PROVIDED RECORDS -
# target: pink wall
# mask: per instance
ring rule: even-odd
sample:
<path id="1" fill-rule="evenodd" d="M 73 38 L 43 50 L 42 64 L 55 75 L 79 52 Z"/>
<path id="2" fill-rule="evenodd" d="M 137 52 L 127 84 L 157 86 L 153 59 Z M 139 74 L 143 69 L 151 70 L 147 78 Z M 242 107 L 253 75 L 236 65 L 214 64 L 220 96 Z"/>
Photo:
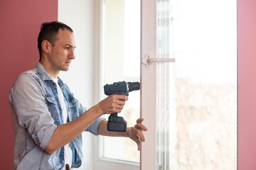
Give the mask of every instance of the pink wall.
<path id="1" fill-rule="evenodd" d="M 38 61 L 40 24 L 58 20 L 58 0 L 0 0 L 0 166 L 11 169 L 14 135 L 8 95 L 16 76 Z"/>
<path id="2" fill-rule="evenodd" d="M 238 0 L 238 168 L 256 169 L 256 1 Z"/>

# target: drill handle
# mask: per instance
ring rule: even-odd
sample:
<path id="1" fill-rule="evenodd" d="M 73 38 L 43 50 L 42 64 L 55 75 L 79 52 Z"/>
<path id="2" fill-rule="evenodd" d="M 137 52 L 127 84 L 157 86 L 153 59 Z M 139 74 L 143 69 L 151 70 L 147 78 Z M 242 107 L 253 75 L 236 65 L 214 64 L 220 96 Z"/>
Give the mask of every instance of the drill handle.
<path id="1" fill-rule="evenodd" d="M 110 115 L 111 116 L 117 116 L 117 113 L 114 113 Z"/>

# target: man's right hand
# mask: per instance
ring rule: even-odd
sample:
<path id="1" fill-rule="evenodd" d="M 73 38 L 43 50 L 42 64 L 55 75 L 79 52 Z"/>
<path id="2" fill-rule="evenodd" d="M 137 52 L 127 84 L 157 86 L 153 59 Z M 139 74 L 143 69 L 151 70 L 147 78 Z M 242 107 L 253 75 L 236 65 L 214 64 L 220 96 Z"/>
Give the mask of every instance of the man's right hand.
<path id="1" fill-rule="evenodd" d="M 101 115 L 120 113 L 128 97 L 125 95 L 112 94 L 100 101 L 96 106 Z"/>

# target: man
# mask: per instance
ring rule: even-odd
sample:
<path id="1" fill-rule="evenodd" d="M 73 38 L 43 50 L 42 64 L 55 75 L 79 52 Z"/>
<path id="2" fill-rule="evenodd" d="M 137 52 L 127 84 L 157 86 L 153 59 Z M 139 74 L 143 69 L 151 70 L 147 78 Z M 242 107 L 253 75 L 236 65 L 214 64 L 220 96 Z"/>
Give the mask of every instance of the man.
<path id="1" fill-rule="evenodd" d="M 14 169 L 69 169 L 82 160 L 83 131 L 97 135 L 144 141 L 146 128 L 139 118 L 126 132 L 109 132 L 104 114 L 120 113 L 124 95 L 111 95 L 89 110 L 75 99 L 58 76 L 68 71 L 75 48 L 73 30 L 51 22 L 42 24 L 38 38 L 40 60 L 18 76 L 9 94 L 15 136 Z"/>

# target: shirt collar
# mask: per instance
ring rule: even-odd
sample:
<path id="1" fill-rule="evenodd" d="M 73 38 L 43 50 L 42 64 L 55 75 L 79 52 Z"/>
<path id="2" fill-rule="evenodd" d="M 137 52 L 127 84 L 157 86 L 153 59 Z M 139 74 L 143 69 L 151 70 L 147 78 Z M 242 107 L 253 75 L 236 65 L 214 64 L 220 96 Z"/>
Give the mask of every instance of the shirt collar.
<path id="1" fill-rule="evenodd" d="M 41 76 L 43 81 L 46 81 L 46 80 L 53 81 L 53 78 L 50 76 L 49 73 L 46 71 L 46 68 L 43 67 L 43 65 L 41 63 L 38 62 L 36 65 L 36 68 L 38 71 L 38 73 Z M 63 81 L 58 76 L 58 84 L 60 87 L 63 86 L 64 85 Z"/>
<path id="2" fill-rule="evenodd" d="M 46 71 L 46 68 L 42 64 L 38 62 L 36 65 L 36 69 L 38 71 L 39 74 L 41 76 L 43 80 L 53 80 L 49 73 Z"/>

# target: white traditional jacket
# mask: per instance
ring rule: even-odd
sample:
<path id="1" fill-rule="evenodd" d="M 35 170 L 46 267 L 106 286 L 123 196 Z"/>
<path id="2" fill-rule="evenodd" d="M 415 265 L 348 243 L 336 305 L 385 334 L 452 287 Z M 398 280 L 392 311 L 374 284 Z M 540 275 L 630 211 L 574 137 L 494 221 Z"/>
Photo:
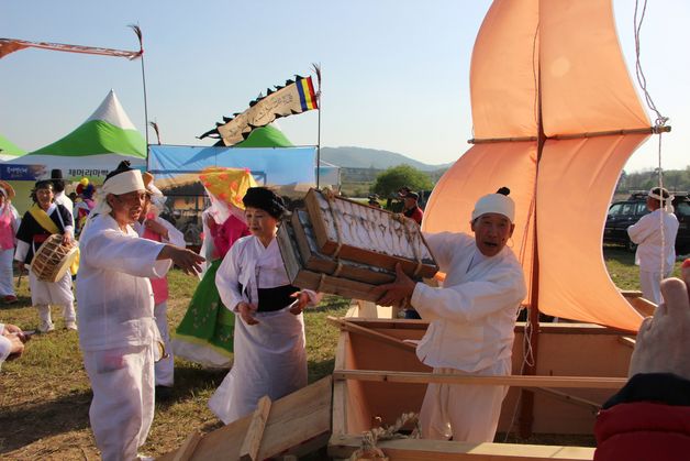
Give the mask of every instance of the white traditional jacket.
<path id="1" fill-rule="evenodd" d="M 148 345 L 157 339 L 148 277 L 165 276 L 170 260 L 156 261 L 165 245 L 122 231 L 109 215 L 89 223 L 79 249 L 79 342 L 85 351 Z"/>
<path id="2" fill-rule="evenodd" d="M 419 359 L 468 373 L 510 359 L 518 310 L 526 295 L 513 252 L 503 248 L 496 256 L 483 256 L 475 239 L 464 233 L 424 238 L 446 279 L 442 288 L 418 283 L 412 294 L 412 306 L 430 321 L 416 349 Z"/>
<path id="3" fill-rule="evenodd" d="M 661 251 L 660 216 L 664 213 L 664 250 Z M 636 243 L 635 264 L 642 271 L 664 272 L 671 270 L 676 262 L 676 235 L 678 218 L 676 215 L 656 209 L 643 216 L 639 221 L 627 228 L 627 234 Z M 664 262 L 664 268 L 661 268 Z"/>

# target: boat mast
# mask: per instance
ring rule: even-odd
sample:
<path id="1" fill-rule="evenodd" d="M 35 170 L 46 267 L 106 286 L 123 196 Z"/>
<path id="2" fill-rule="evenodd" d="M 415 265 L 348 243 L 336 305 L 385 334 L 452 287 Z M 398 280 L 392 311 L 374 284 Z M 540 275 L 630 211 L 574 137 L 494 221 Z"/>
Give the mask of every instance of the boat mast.
<path id="1" fill-rule="evenodd" d="M 537 52 L 538 53 L 538 52 Z M 537 64 L 537 78 L 536 78 L 536 103 L 537 103 L 537 139 L 536 139 L 536 175 L 539 177 L 539 162 L 542 161 L 542 152 L 544 151 L 544 144 L 546 143 L 546 135 L 544 134 L 544 123 L 542 117 L 542 66 Z M 536 179 L 535 179 L 536 180 Z M 538 184 L 538 180 L 537 180 Z M 535 185 L 536 189 L 536 185 Z M 532 275 L 530 281 L 530 309 L 527 321 L 525 322 L 524 338 L 530 341 L 530 348 L 527 351 L 532 355 L 532 360 L 524 360 L 523 375 L 536 375 L 536 363 L 538 358 L 538 343 L 539 343 L 539 252 L 538 252 L 538 228 L 537 221 L 537 206 L 536 199 L 538 191 L 535 193 L 534 204 L 534 251 L 532 252 Z M 520 437 L 523 439 L 532 436 L 532 422 L 534 421 L 534 392 L 528 389 L 521 391 L 521 406 L 520 406 Z"/>

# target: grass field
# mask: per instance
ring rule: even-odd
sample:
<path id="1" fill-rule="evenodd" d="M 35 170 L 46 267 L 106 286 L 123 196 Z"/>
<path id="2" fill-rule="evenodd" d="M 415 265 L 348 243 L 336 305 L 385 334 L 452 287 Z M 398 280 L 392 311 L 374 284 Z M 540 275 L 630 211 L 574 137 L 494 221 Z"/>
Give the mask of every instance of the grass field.
<path id="1" fill-rule="evenodd" d="M 622 289 L 637 289 L 633 254 L 605 248 L 604 257 L 613 282 Z M 679 264 L 678 264 L 679 266 Z M 675 275 L 679 274 L 677 267 Z M 197 285 L 197 279 L 174 271 L 170 275 L 169 323 L 174 327 Z M 18 293 L 20 301 L 0 307 L 0 320 L 31 330 L 37 314 L 31 307 L 27 282 Z M 326 316 L 343 316 L 348 300 L 326 296 L 305 312 L 310 382 L 333 370 L 337 331 Z M 18 361 L 7 362 L 0 372 L 0 458 L 26 460 L 96 460 L 98 450 L 89 428 L 91 391 L 81 364 L 77 333 L 64 330 L 60 314 L 54 309 L 56 330 L 37 334 Z M 181 444 L 194 429 L 202 432 L 221 426 L 207 407 L 224 371 L 203 370 L 176 360 L 171 399 L 156 404 L 156 415 L 143 452 L 164 454 Z"/>

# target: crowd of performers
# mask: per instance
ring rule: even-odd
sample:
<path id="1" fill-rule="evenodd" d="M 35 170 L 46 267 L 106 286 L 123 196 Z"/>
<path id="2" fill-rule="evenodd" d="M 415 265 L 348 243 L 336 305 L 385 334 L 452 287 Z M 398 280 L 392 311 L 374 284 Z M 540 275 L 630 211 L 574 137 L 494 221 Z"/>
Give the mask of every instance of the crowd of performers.
<path id="1" fill-rule="evenodd" d="M 201 180 L 212 202 L 203 213 L 207 238 L 201 254 L 185 249 L 182 234 L 158 216 L 165 197 L 153 176 L 123 162 L 107 176 L 96 200 L 91 187 L 81 198 L 86 208 L 75 207 L 77 215 L 88 208 L 78 215 L 78 320 L 69 273 L 55 283 L 29 275 L 40 329 L 54 328 L 49 305 L 64 306 L 67 328 L 76 330 L 78 325 L 93 391 L 89 418 L 104 460 L 138 457 L 154 418 L 155 395 L 174 384 L 172 353 L 205 366 L 231 367 L 209 400 L 225 424 L 252 414 L 264 395 L 275 400 L 307 385 L 302 311 L 315 306 L 321 295 L 292 286 L 287 276 L 276 240 L 287 211 L 283 200 L 257 187 L 249 172 L 209 171 Z M 89 185 L 81 186 L 84 193 Z M 0 182 L 2 271 L 5 260 L 10 265 L 10 284 L 0 285 L 5 300 L 15 299 L 13 241 L 7 235 L 16 235 L 14 259 L 21 264 L 30 264 L 51 234 L 74 240 L 73 207 L 58 200 L 63 189 L 55 179 L 36 183 L 34 205 L 19 223 L 10 204 L 14 193 Z M 430 322 L 416 354 L 435 372 L 511 373 L 513 329 L 526 288 L 521 264 L 507 246 L 515 228 L 509 194 L 503 187 L 476 201 L 468 217 L 474 235 L 425 234 L 446 273 L 441 287 L 414 282 L 400 267 L 393 283 L 378 287 L 380 305 L 409 299 Z M 410 218 L 415 219 L 416 197 L 408 194 L 405 199 L 405 211 L 413 210 Z M 172 264 L 203 277 L 170 340 L 166 274 Z M 16 352 L 22 342 L 8 345 L 5 336 L 21 339 L 22 332 L 0 325 L 0 333 L 1 363 L 7 351 Z M 638 367 L 647 372 L 645 365 Z M 681 388 L 690 383 L 687 377 L 671 384 Z M 429 384 L 420 413 L 422 437 L 492 441 L 507 393 L 508 386 Z M 616 398 L 630 403 L 630 395 Z M 608 415 L 610 424 L 616 413 Z"/>

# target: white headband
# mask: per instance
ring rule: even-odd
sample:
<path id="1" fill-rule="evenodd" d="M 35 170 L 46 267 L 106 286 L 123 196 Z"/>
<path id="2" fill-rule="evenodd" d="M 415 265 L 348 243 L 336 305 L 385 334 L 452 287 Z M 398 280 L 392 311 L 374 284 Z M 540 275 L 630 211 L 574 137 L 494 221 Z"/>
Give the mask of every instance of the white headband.
<path id="1" fill-rule="evenodd" d="M 472 210 L 472 221 L 486 213 L 503 215 L 510 222 L 515 220 L 515 202 L 502 194 L 488 194 L 477 200 Z"/>
<path id="2" fill-rule="evenodd" d="M 146 190 L 142 172 L 138 169 L 130 169 L 129 172 L 119 173 L 108 178 L 105 183 L 96 193 L 96 208 L 89 213 L 89 220 L 98 215 L 109 215 L 112 211 L 108 205 L 108 194 L 122 195 L 133 193 L 135 190 Z"/>

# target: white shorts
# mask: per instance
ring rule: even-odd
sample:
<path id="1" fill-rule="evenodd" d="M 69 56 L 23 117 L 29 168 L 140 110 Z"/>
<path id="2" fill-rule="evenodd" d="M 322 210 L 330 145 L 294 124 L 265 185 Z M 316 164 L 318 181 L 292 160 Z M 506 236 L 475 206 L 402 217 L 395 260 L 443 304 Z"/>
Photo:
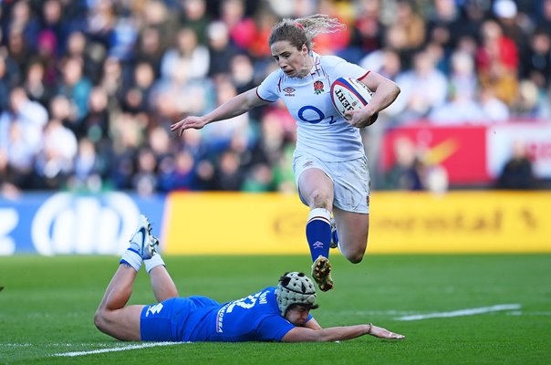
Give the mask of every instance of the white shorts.
<path id="1" fill-rule="evenodd" d="M 308 169 L 319 169 L 333 182 L 333 206 L 352 213 L 369 213 L 369 171 L 368 159 L 363 156 L 356 160 L 338 162 L 325 162 L 312 155 L 302 154 L 295 157 L 293 171 L 295 182 Z M 308 205 L 298 189 L 300 200 Z"/>

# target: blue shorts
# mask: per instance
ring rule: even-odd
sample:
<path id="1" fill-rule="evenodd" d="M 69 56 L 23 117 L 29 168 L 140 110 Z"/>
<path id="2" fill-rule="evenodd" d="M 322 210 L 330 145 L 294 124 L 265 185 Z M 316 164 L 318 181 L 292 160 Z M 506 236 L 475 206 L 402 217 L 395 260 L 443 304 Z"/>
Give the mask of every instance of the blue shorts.
<path id="1" fill-rule="evenodd" d="M 142 341 L 182 341 L 178 335 L 179 324 L 185 323 L 189 316 L 203 307 L 220 304 L 206 297 L 172 297 L 161 303 L 145 306 L 140 318 L 140 333 Z"/>

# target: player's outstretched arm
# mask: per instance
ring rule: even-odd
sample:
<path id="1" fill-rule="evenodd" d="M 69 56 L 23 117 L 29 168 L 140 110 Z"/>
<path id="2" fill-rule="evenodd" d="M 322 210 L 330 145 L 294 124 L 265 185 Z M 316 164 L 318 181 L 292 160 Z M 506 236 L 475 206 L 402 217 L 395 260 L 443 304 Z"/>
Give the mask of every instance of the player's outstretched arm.
<path id="1" fill-rule="evenodd" d="M 185 130 L 189 130 L 190 128 L 200 130 L 208 123 L 217 120 L 229 120 L 230 118 L 244 114 L 249 111 L 251 109 L 264 104 L 267 104 L 267 101 L 263 100 L 258 97 L 256 94 L 256 88 L 251 89 L 248 91 L 234 96 L 225 103 L 216 108 L 214 110 L 203 117 L 189 116 L 180 121 L 177 121 L 176 123 L 171 125 L 171 130 L 178 131 L 178 134 L 182 136 L 183 131 Z"/>
<path id="2" fill-rule="evenodd" d="M 283 342 L 327 342 L 352 339 L 364 335 L 371 335 L 386 339 L 405 339 L 403 335 L 390 332 L 386 328 L 369 323 L 366 325 L 331 327 L 318 330 L 296 327 L 288 331 L 281 340 Z"/>

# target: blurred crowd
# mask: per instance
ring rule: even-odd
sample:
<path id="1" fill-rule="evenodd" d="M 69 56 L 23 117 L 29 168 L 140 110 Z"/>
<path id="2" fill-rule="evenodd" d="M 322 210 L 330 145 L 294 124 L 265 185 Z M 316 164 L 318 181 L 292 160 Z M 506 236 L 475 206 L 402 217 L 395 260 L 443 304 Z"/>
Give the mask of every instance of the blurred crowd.
<path id="1" fill-rule="evenodd" d="M 281 103 L 182 137 L 170 125 L 258 85 L 276 68 L 272 26 L 315 13 L 348 25 L 316 51 L 401 88 L 365 130 L 371 160 L 385 129 L 420 120 L 551 120 L 551 0 L 0 0 L 2 193 L 294 192 Z M 409 160 L 377 183 L 422 189 Z"/>

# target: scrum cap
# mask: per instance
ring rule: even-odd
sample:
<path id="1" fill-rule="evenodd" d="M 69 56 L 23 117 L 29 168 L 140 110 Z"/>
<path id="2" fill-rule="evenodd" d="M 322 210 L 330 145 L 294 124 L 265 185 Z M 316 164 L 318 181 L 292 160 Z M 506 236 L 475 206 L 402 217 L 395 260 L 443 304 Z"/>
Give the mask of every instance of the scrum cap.
<path id="1" fill-rule="evenodd" d="M 317 308 L 314 283 L 304 273 L 297 271 L 286 273 L 279 278 L 276 297 L 282 317 L 293 304 L 309 306 L 312 309 Z"/>

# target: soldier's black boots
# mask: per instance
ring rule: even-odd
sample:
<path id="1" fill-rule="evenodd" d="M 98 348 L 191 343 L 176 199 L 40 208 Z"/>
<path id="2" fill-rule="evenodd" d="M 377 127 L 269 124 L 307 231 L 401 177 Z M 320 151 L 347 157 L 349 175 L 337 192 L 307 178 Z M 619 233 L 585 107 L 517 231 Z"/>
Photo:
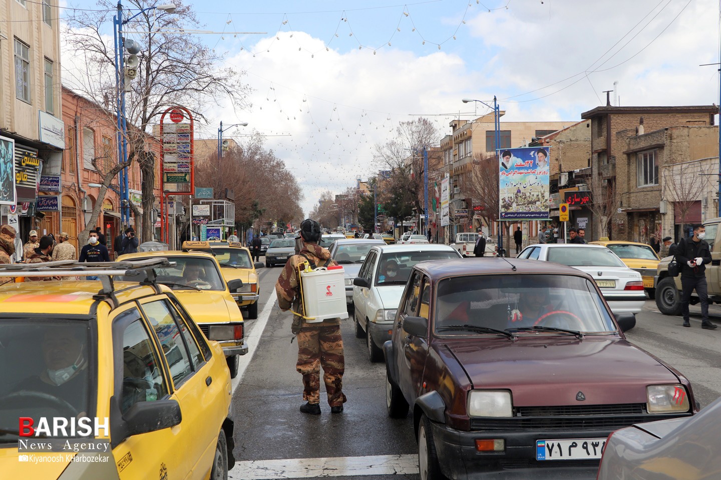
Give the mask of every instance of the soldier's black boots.
<path id="1" fill-rule="evenodd" d="M 301 412 L 302 412 L 303 413 L 309 413 L 311 415 L 319 415 L 320 404 L 317 403 L 308 402 L 306 404 L 301 405 Z"/>

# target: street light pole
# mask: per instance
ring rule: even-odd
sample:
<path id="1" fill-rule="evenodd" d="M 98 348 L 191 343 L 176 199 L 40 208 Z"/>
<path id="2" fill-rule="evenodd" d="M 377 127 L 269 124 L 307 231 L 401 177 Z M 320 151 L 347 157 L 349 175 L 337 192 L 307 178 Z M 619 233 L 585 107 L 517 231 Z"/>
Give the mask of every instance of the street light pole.
<path id="1" fill-rule="evenodd" d="M 141 9 L 140 12 L 127 19 L 123 18 L 123 4 L 118 1 L 118 13 L 112 17 L 113 37 L 115 47 L 115 120 L 118 126 L 118 162 L 125 163 L 128 161 L 128 120 L 125 117 L 125 60 L 123 48 L 125 47 L 125 39 L 123 37 L 123 25 L 149 10 L 163 10 L 167 13 L 175 12 L 175 6 L 172 4 L 156 5 Z M 140 46 L 133 42 L 133 54 L 140 51 Z M 128 48 L 130 50 L 130 48 Z M 133 66 L 131 65 L 130 66 Z M 128 167 L 124 167 L 118 173 L 118 184 L 120 189 L 120 221 L 127 227 L 130 225 L 130 191 L 128 189 Z"/>
<path id="2" fill-rule="evenodd" d="M 240 123 L 234 123 L 230 127 L 226 127 L 223 128 L 223 121 L 221 120 L 221 126 L 218 129 L 218 159 L 220 160 L 223 158 L 223 132 L 227 130 L 229 128 L 232 128 L 233 127 L 247 127 L 247 122 L 241 122 Z"/>
<path id="3" fill-rule="evenodd" d="M 498 150 L 500 145 L 500 112 L 498 109 L 498 101 L 496 99 L 496 96 L 493 96 L 493 107 L 491 107 L 482 100 L 475 100 L 474 99 L 463 99 L 461 101 L 464 104 L 467 104 L 469 101 L 477 101 L 479 103 L 483 104 L 488 108 L 493 109 L 493 130 L 494 135 L 493 138 L 495 141 L 494 149 L 496 154 L 496 158 L 499 158 Z M 500 200 L 500 199 L 496 199 Z M 502 255 L 503 252 L 503 231 L 500 227 L 500 218 L 498 219 L 498 255 Z"/>

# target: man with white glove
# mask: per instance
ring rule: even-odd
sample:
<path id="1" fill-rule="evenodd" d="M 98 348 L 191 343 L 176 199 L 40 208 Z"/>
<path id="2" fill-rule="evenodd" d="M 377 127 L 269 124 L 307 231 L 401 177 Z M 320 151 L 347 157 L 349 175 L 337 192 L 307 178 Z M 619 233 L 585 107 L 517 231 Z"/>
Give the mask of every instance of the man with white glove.
<path id="1" fill-rule="evenodd" d="M 684 326 L 691 327 L 689 321 L 689 302 L 691 294 L 696 290 L 696 294 L 701 300 L 701 327 L 714 330 L 716 324 L 709 320 L 709 296 L 706 284 L 706 266 L 711 263 L 711 249 L 704 240 L 706 229 L 701 224 L 694 225 L 694 236 L 684 238 L 678 243 L 676 250 L 676 263 L 682 266 L 681 284 L 681 313 L 684 315 Z"/>

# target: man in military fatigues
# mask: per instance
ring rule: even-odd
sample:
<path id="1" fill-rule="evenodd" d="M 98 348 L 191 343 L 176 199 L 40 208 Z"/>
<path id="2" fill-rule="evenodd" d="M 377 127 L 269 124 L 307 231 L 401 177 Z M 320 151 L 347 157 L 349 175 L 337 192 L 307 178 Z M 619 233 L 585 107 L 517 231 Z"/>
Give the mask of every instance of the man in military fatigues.
<path id="1" fill-rule="evenodd" d="M 25 243 L 25 245 L 22 245 L 22 254 L 26 262 L 35 251 L 35 248 L 40 246 L 40 242 L 37 241 L 37 230 L 30 230 L 29 236 L 30 240 Z"/>
<path id="2" fill-rule="evenodd" d="M 63 232 L 58 237 L 58 243 L 53 249 L 53 260 L 77 260 L 77 252 L 75 246 L 68 241 L 69 235 L 66 232 Z"/>
<path id="3" fill-rule="evenodd" d="M 12 263 L 10 257 L 15 253 L 15 229 L 10 225 L 0 227 L 0 263 Z M 0 285 L 12 281 L 12 279 L 0 279 Z"/>
<path id="4" fill-rule="evenodd" d="M 275 284 L 278 306 L 283 311 L 291 307 L 294 312 L 304 314 L 300 299 L 297 266 L 310 262 L 311 266 L 337 265 L 330 258 L 330 252 L 317 244 L 320 240 L 320 225 L 311 219 L 301 224 L 304 246 L 300 255 L 291 257 L 280 273 Z M 298 335 L 298 363 L 296 368 L 303 375 L 303 399 L 307 403 L 301 406 L 301 412 L 320 414 L 320 367 L 323 367 L 323 381 L 332 413 L 343 411 L 345 395 L 342 392 L 345 371 L 343 340 L 340 336 L 340 319 L 333 318 L 315 323 L 308 323 L 293 315 L 291 330 Z"/>

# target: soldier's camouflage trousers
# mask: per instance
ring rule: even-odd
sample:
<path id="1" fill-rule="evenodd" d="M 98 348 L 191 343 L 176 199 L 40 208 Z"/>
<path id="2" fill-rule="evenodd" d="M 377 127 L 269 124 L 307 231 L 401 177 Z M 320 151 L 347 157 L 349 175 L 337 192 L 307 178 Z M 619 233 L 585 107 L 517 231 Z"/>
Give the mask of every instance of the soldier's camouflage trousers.
<path id="1" fill-rule="evenodd" d="M 320 367 L 328 394 L 328 404 L 338 407 L 345 402 L 342 392 L 343 340 L 340 325 L 304 327 L 298 334 L 298 363 L 296 368 L 303 375 L 303 399 L 320 403 Z"/>

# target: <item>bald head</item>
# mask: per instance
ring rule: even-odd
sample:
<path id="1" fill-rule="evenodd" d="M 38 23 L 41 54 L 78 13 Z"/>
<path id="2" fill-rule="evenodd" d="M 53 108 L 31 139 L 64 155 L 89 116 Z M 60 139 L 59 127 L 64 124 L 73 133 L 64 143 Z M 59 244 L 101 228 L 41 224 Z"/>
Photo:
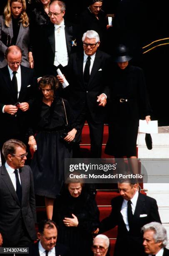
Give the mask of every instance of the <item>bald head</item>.
<path id="1" fill-rule="evenodd" d="M 17 71 L 22 61 L 22 51 L 18 46 L 13 45 L 6 50 L 5 56 L 10 68 Z"/>

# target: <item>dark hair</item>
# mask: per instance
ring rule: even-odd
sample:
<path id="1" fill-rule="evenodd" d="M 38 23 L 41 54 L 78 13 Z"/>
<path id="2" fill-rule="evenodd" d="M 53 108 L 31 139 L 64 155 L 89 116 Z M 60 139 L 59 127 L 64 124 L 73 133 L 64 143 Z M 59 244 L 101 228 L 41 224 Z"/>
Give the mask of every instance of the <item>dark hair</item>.
<path id="1" fill-rule="evenodd" d="M 56 224 L 53 220 L 44 220 L 38 224 L 39 232 L 41 234 L 43 234 L 44 228 L 52 229 L 52 228 L 54 228 L 55 227 L 57 229 Z"/>
<path id="2" fill-rule="evenodd" d="M 63 1 L 59 1 L 59 0 L 52 0 L 49 5 L 50 5 L 53 2 L 56 2 L 57 4 L 60 8 L 60 10 L 62 12 L 66 10 L 66 4 Z"/>
<path id="3" fill-rule="evenodd" d="M 11 139 L 5 142 L 2 147 L 2 154 L 5 160 L 7 159 L 9 154 L 15 154 L 16 148 L 20 147 L 26 150 L 26 146 L 22 141 L 15 139 Z"/>
<path id="4" fill-rule="evenodd" d="M 46 85 L 50 85 L 54 92 L 60 87 L 60 82 L 57 79 L 52 75 L 44 76 L 39 81 L 39 87 L 42 89 Z"/>
<path id="5" fill-rule="evenodd" d="M 12 45 L 6 50 L 4 54 L 5 57 L 6 59 L 7 59 L 7 55 L 10 52 L 12 52 L 12 53 L 16 54 L 18 51 L 21 53 L 22 56 L 22 53 L 20 47 L 17 45 Z"/>

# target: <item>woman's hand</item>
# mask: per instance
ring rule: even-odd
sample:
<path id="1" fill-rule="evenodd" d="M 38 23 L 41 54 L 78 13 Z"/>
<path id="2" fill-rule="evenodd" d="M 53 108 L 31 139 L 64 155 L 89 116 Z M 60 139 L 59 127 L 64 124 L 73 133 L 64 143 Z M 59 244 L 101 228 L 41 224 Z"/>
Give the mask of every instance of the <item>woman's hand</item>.
<path id="1" fill-rule="evenodd" d="M 151 121 L 150 117 L 149 115 L 147 115 L 145 118 L 145 120 L 147 123 L 149 123 L 149 121 Z"/>
<path id="2" fill-rule="evenodd" d="M 33 69 L 34 66 L 34 61 L 33 60 L 32 53 L 32 51 L 29 51 L 28 54 L 29 62 L 31 69 Z"/>
<path id="3" fill-rule="evenodd" d="M 36 150 L 35 147 L 36 148 L 36 146 L 35 146 L 35 145 L 36 146 L 36 142 L 34 137 L 32 135 L 29 137 L 28 145 L 30 147 L 30 148 L 33 150 L 33 152 L 35 152 Z"/>
<path id="4" fill-rule="evenodd" d="M 72 214 L 73 218 L 65 218 L 63 221 L 64 224 L 67 227 L 77 227 L 79 224 L 77 217 L 73 214 Z"/>
<path id="5" fill-rule="evenodd" d="M 71 142 L 73 141 L 74 138 L 77 132 L 77 130 L 75 128 L 73 128 L 71 131 L 69 132 L 66 137 L 64 138 L 65 141 L 67 142 Z"/>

WHAT IS NEEDED -
Arrange the stretch of rows above from the line containing "# target: <item>bald head</item>" through the line containing "Give the mask of every instance of the <item>bald" as a numbered list, skipping blank lines. Leave the pictures out of the answer.

REPLY -
1. # target: <item>bald head</item>
2. # mask: per instance
3. ring rule: even-odd
4. sample:
5. <path id="1" fill-rule="evenodd" d="M 38 23 L 41 54 L 78 13 Z"/>
6. <path id="2" fill-rule="evenodd" d="M 53 108 L 31 139 L 64 155 L 89 116 Z M 60 139 L 59 127 L 64 124 L 73 133 L 64 143 Z M 59 244 L 101 228 L 41 224 Z"/>
7. Photo:
8. Give the mask of every instance of the <item>bald head</item>.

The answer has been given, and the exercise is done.